'''

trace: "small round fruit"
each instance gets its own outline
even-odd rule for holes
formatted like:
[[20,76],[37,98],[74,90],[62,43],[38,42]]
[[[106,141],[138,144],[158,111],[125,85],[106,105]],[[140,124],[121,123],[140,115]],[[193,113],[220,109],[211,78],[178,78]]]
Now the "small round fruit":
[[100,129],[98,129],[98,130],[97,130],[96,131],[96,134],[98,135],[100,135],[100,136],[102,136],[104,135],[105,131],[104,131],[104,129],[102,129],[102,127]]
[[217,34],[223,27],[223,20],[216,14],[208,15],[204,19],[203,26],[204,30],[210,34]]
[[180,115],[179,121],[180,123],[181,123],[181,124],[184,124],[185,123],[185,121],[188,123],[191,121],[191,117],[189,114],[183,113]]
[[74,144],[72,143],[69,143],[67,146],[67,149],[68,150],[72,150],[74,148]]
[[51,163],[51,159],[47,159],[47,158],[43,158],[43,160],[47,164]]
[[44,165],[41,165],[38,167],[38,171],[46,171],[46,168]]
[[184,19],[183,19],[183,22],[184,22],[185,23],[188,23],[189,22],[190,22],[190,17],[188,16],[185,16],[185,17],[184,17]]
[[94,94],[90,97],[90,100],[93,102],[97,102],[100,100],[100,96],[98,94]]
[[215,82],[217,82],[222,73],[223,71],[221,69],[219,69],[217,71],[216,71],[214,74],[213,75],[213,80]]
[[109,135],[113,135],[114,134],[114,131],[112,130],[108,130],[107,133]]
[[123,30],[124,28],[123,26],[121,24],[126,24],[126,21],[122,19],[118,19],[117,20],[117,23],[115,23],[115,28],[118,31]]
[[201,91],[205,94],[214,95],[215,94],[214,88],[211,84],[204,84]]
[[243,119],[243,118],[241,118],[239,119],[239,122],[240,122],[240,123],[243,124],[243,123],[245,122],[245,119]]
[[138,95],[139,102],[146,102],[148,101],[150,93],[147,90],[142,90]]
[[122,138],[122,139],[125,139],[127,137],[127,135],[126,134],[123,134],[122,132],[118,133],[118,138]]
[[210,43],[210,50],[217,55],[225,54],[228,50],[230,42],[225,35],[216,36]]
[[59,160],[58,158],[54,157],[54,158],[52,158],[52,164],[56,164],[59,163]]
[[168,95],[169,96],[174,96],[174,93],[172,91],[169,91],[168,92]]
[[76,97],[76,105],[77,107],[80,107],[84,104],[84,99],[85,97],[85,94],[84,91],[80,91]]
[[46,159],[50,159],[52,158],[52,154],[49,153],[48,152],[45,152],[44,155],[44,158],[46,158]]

'''

- **CHALLENGE**: Copy out the lines word for word, from the very first line down to and including the line containing "[[20,76],[37,98],[74,90],[62,43],[38,42]]".

- **REPLY**:
trace: "small round fruit"
each instance gets its own outline
even-odd rule for holes
formatted like:
[[20,76],[37,98],[74,90],[62,43],[38,42]]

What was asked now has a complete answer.